=== Request a ===
Reproduce the Levi Strauss passage below word for word, from the words beginning with "There are a" through the words ending with "the restructuring initiative.)".

=== Source passage ===
>> start

Six months into the role, Gass’s vision is clear: “Our ambition is to grow [Levi Strauss Co] from about a $6 billion business today [in fiscal year 2023, the company reported $6.2 billion in revenue] to $10 billion. We’ve also seen an opportunity to create more profitability with the company, so to go from roughly a 10 per cent EBIT margin to 15 per cent,” she tells Vogue Business during a visit to the new Haus of Strauss space.
There are a number of challenges, including wholesale channel woes and tackling the big sustainability questions facing the wider denim industry. But Gass is confident that a focus on its direct-to-consumer (DTC) channel, growing its international presence and tapping into opportunities across womenswear and non-denim dressing will help to futureproof the company, which owns the Levi’s, Dockers, Beyond Yoga and Signature brands. (It announced earlier this year that it is phasing out its Denizen brand as part of the restructuring initiative.)

>> end

=== Request b ===
In the listing below, find every line that contains the word "dark" and copy each of those lines.

=== Data listing ===
>> start

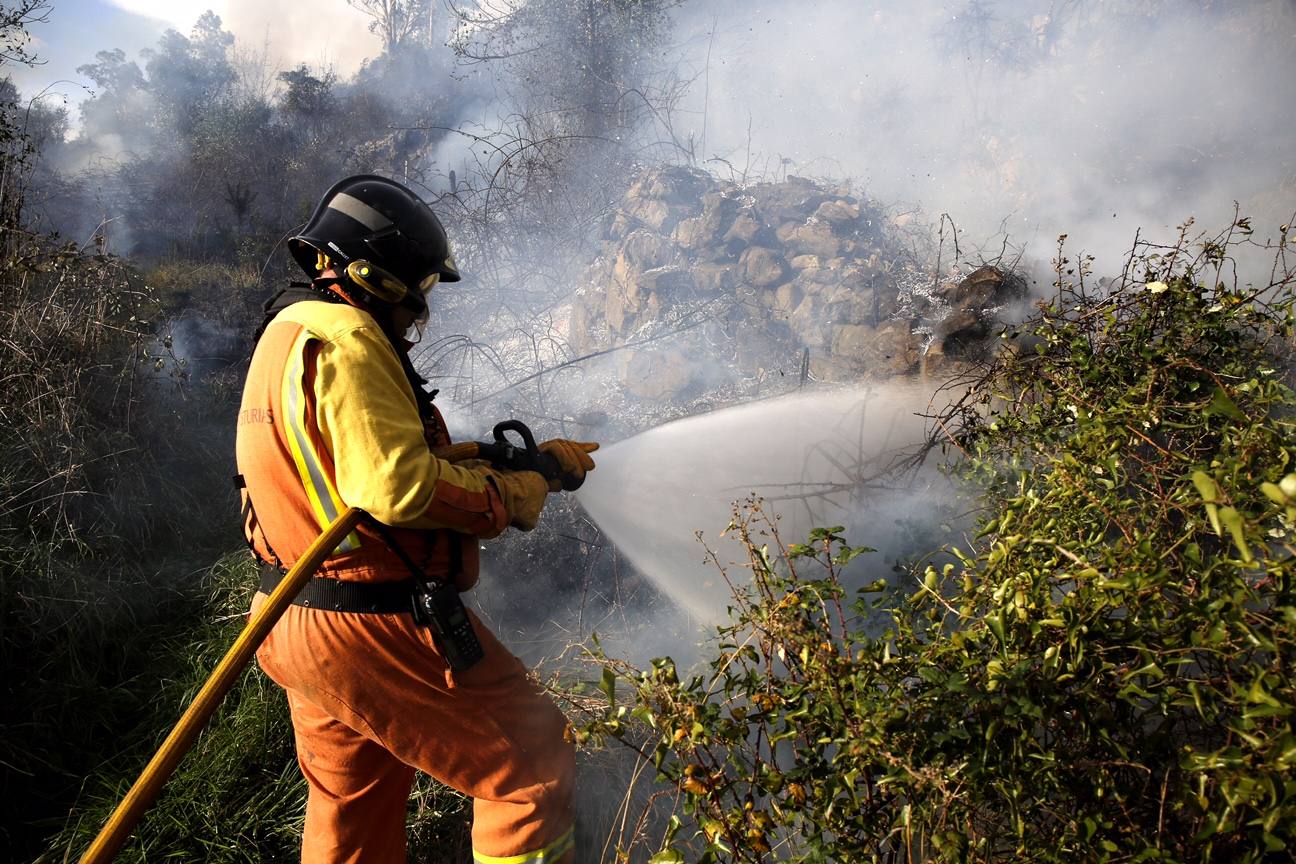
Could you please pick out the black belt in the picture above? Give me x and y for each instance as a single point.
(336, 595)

>> end
>> start

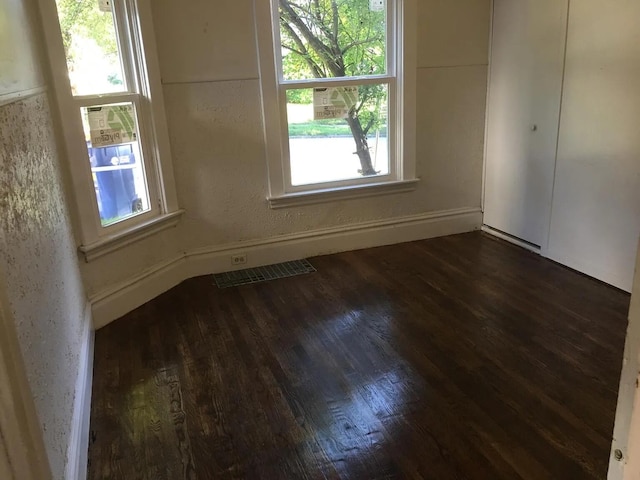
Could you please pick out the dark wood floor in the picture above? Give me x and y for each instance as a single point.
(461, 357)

>> end
>> start

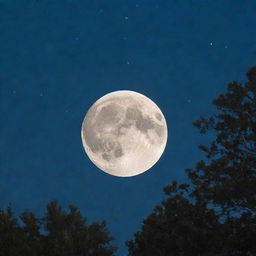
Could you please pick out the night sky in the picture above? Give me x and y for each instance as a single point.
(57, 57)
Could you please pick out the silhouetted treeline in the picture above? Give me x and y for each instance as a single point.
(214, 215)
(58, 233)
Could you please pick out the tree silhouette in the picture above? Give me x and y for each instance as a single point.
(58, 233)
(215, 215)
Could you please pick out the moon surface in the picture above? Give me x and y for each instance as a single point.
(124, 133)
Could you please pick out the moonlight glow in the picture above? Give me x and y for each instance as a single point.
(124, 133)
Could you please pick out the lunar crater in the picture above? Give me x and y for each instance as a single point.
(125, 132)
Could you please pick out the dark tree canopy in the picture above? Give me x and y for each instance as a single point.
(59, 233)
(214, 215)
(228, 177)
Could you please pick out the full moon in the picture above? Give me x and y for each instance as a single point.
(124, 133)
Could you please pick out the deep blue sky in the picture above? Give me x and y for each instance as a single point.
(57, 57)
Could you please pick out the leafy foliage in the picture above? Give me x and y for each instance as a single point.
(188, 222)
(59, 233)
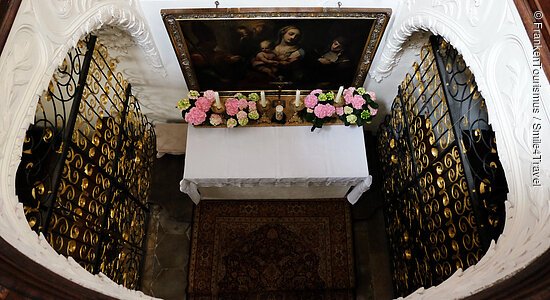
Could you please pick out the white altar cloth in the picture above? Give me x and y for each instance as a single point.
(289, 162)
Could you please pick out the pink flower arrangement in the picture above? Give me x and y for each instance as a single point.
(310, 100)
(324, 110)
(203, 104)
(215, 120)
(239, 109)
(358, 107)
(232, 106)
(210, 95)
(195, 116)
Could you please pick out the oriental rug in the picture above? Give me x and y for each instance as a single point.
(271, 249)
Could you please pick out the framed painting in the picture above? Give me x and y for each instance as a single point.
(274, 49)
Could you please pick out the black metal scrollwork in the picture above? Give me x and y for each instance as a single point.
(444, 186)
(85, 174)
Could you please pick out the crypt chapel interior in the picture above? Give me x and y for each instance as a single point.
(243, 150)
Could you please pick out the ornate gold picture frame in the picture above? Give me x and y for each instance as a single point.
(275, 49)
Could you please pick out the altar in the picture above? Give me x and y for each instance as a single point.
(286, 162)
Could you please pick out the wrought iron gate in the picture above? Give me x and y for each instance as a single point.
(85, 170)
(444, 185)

>> end

=== Exercise solution a ===
There are a number of challenges, including wholesale channel woes and tackling the big sustainability questions facing the wider denim industry. But Gass is confident that a focus on its direct-to-consumer (DTC) channel, growing its international presence and tapping into opportunities across womenswear and non-denim dressing will help to futureproof the company, which owns the Levi’s, Dockers, Beyond Yoga and Signature brands. (It announced earlier this year that it is phasing out its Denizen brand as part of the restructuring initiative.)

=== Exercise solution b ===
Could you please pick out the dark wood floor in the picture above? Give me x and y for each instance as a single point.
Could you please pick out the dark tree canopy in the picture above? Give me x and y for each instance as a single point.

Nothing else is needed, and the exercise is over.